=== Begin Enclosure ===

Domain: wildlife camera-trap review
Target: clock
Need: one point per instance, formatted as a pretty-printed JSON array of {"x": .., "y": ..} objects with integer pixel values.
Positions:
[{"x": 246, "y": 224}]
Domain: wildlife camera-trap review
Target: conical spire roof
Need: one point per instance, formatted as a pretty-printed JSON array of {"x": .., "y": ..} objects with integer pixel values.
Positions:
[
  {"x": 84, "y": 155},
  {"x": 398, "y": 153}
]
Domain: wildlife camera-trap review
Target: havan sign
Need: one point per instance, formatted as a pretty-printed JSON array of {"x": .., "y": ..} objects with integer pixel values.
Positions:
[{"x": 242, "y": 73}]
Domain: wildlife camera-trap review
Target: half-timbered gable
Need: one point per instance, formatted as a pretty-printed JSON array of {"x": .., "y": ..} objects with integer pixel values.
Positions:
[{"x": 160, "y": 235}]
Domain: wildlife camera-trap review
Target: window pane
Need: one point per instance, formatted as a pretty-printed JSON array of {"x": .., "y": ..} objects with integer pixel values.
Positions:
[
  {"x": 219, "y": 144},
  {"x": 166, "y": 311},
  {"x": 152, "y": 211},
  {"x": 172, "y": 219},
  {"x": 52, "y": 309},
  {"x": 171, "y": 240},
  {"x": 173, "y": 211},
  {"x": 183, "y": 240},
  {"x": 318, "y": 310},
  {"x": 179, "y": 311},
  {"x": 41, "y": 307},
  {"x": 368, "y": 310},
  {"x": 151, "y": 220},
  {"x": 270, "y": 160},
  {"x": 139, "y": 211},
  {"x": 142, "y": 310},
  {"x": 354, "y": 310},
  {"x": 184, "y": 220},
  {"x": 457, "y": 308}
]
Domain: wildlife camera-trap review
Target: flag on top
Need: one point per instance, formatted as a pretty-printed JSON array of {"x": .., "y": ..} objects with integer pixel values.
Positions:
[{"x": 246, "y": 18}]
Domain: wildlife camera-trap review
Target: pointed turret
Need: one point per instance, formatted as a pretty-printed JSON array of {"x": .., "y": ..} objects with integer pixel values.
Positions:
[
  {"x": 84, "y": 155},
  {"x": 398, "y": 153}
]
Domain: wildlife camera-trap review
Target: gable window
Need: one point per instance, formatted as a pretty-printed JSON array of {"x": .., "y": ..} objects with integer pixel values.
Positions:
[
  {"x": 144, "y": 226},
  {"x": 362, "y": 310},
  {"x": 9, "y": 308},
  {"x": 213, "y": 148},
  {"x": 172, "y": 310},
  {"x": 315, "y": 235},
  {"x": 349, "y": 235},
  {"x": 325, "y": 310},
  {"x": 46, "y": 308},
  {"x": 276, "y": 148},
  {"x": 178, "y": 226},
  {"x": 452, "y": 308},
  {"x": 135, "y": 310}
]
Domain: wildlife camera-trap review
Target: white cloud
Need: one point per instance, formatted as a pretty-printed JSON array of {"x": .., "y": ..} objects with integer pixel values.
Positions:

=== End Enclosure ===

• _What the exercise asks_: Copy out the entire listing exactly.

• _Exercise solution_:
Domain: wildlife camera-trap review
Target: clock
Need: one point per instance, formatted as a pretty-printed JSON array of {"x": .., "y": ..} objects with integer pixel values.
Positions:
[{"x": 246, "y": 224}]
Domain: wildlife camera-trap review
Target: conical spire roof
Need: one point per instance, formatted as a pretty-printed JSON array of {"x": .., "y": ..} objects with integer pixel values.
Positions:
[
  {"x": 84, "y": 155},
  {"x": 398, "y": 153}
]
Domain: wildlife camera-trap review
Target: havan sign
Need: one point per instance, formatted as a pretty-printed JSON array of {"x": .., "y": ..} objects with integer pixel values.
Positions:
[{"x": 242, "y": 73}]
Domain: wildlife camera-trap review
Target: half-timbered gable
Need: one point per instance, formatted as a pretty-printed JSON array of {"x": .., "y": ..} objects with integer pixel values.
Positions:
[{"x": 160, "y": 235}]
Domain: wildlife camera-trap review
Target: window pane
Need: one point per instance, formatted as a pretty-printed JSON array of {"x": .., "y": ..} objects with integer pixel values.
Positions:
[
  {"x": 219, "y": 144},
  {"x": 166, "y": 311},
  {"x": 152, "y": 211},
  {"x": 172, "y": 219},
  {"x": 52, "y": 309},
  {"x": 171, "y": 240},
  {"x": 173, "y": 211},
  {"x": 183, "y": 240},
  {"x": 318, "y": 310},
  {"x": 179, "y": 311},
  {"x": 41, "y": 307},
  {"x": 368, "y": 310},
  {"x": 151, "y": 220},
  {"x": 270, "y": 160},
  {"x": 139, "y": 211},
  {"x": 142, "y": 310},
  {"x": 354, "y": 310},
  {"x": 184, "y": 220},
  {"x": 457, "y": 308}
]
Domain: wildlife camera-trap review
Target: flag on top
Need: one point per instance, formatted as a pretty-printed JSON array of {"x": .., "y": ..} objects with integer pixel values.
Positions:
[{"x": 246, "y": 18}]
Domain: wildlife camera-trap review
Target: pointed turret
Need: one point per instance, formatted as a pretty-printed JSON array of {"x": .., "y": ..} objects with integer pixel values.
Positions:
[
  {"x": 84, "y": 155},
  {"x": 398, "y": 153}
]
Domain: wildlife camera-trap review
Target: gable window
Need: one point per instance, formatted as a pretty-printed JSON array of {"x": .., "y": ..} objects with integer pixel values.
Positions:
[
  {"x": 144, "y": 226},
  {"x": 362, "y": 310},
  {"x": 9, "y": 308},
  {"x": 213, "y": 148},
  {"x": 172, "y": 310},
  {"x": 315, "y": 235},
  {"x": 349, "y": 235},
  {"x": 325, "y": 310},
  {"x": 46, "y": 308},
  {"x": 276, "y": 148},
  {"x": 178, "y": 226},
  {"x": 452, "y": 308},
  {"x": 135, "y": 310}
]
Domain: wildlife camera-trap review
Target: white cloud
Need: one point per instance, formatted as a pretty-printed JSON array of {"x": .., "y": ..} objects with integer pixel values.
Positions:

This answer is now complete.